■ **СУТЬ ЗАДАНИЯ**: Переименуйте «bokeh light» в «blurred light» в строках данных от строки с «In this exercise you will mark each instance of the bokeh» до конца данных включительно и приведите эти строки заново. Всё остальное оставьте без изменений.

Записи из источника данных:
_ _ _
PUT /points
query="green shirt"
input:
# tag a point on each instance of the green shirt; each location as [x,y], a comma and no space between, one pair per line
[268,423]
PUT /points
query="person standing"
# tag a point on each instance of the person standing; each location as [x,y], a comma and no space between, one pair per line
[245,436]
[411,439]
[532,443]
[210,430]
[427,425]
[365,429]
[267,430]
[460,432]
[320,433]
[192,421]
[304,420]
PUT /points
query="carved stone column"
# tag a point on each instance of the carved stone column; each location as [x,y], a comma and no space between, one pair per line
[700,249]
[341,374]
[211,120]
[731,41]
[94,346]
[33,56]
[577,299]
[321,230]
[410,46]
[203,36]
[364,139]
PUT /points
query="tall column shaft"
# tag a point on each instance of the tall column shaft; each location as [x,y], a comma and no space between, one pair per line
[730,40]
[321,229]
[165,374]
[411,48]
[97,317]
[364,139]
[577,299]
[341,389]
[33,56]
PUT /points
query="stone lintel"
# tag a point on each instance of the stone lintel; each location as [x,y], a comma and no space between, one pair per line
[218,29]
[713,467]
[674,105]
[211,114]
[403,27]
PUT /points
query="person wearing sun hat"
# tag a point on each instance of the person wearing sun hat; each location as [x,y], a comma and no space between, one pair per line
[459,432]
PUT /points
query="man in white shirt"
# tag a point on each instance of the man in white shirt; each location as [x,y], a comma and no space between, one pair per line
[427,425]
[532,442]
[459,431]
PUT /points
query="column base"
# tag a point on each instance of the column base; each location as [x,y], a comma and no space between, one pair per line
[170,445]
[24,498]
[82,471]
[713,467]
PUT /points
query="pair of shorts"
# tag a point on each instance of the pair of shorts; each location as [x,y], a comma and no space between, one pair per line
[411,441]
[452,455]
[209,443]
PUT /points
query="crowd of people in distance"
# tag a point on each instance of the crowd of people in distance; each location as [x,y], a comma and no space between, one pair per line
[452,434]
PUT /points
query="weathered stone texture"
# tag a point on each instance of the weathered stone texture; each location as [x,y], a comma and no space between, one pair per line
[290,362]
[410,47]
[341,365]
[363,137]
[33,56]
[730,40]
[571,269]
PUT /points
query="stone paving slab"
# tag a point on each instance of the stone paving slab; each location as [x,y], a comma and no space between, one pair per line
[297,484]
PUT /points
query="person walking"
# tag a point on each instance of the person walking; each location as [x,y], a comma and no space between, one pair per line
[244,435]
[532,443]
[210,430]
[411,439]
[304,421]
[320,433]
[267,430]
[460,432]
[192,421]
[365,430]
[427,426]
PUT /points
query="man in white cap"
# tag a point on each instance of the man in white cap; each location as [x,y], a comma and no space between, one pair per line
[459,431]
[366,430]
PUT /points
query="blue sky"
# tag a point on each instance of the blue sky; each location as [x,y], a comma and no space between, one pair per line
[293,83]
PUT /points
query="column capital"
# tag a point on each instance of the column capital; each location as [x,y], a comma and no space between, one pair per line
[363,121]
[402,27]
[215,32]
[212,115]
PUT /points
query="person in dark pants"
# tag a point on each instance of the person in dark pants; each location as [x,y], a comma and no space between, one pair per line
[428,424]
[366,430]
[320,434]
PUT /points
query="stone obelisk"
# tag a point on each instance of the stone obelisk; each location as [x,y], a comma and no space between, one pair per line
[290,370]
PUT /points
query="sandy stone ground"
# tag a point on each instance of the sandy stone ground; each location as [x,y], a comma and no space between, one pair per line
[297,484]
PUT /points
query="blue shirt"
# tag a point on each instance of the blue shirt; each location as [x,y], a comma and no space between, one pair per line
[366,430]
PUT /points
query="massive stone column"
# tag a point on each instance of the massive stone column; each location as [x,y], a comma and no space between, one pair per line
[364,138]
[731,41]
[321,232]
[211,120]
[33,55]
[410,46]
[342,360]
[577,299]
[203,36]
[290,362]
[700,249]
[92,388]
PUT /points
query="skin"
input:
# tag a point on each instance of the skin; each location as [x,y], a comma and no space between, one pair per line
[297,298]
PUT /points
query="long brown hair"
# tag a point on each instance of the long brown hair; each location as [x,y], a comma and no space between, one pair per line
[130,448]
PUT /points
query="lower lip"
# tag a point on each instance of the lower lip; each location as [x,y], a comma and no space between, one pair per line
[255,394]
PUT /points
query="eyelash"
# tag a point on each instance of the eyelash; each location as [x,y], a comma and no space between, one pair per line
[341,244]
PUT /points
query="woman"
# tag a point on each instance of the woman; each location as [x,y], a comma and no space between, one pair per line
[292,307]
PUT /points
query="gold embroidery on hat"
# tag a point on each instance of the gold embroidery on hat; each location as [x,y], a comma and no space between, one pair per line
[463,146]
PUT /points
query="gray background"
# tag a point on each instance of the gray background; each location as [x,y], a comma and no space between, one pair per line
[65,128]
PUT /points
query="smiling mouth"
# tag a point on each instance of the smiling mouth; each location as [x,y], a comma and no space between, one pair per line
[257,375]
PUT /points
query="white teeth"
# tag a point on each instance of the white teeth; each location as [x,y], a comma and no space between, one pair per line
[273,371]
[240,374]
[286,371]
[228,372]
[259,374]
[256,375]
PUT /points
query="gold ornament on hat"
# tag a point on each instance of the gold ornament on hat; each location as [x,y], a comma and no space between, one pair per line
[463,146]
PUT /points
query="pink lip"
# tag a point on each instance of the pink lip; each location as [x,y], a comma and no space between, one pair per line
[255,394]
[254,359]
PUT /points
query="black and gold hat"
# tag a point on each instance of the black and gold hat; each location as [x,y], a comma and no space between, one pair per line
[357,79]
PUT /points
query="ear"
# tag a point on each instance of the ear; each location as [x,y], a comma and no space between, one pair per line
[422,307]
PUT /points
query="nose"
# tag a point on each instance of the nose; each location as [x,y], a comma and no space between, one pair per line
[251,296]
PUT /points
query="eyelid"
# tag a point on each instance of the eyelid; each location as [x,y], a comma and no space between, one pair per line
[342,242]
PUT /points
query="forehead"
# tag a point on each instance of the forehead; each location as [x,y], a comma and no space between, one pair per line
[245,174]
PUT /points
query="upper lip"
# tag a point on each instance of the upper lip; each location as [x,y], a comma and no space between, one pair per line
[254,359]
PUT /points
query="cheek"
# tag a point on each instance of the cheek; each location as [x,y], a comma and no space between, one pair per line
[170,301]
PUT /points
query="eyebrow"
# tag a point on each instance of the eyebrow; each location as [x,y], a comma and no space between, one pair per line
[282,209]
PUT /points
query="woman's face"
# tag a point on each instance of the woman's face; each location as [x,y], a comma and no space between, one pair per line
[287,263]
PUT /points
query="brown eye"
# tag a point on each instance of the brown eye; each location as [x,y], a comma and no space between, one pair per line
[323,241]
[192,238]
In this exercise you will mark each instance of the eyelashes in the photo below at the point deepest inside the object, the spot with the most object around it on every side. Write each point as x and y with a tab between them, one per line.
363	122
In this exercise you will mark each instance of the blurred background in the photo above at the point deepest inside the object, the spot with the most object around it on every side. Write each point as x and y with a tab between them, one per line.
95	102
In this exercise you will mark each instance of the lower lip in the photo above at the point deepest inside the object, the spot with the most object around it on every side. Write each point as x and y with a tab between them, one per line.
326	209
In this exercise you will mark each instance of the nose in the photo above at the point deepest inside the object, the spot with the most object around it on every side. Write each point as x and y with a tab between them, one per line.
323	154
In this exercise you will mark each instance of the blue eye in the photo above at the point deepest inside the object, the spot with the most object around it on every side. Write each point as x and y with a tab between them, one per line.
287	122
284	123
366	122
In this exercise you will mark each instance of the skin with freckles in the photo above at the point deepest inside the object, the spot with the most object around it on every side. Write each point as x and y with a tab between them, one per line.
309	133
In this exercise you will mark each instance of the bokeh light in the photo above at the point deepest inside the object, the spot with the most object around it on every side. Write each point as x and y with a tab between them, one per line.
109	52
_ _ _
■ **ПИСЬМЕННЫЙ ОТВЕТ**:
In this exercise you will mark each instance of the blurred light in the photo above at the point deepest inside the object, the spot with the most object around it on every side. Write each point as x and y with a tab between them, one per line.
109	52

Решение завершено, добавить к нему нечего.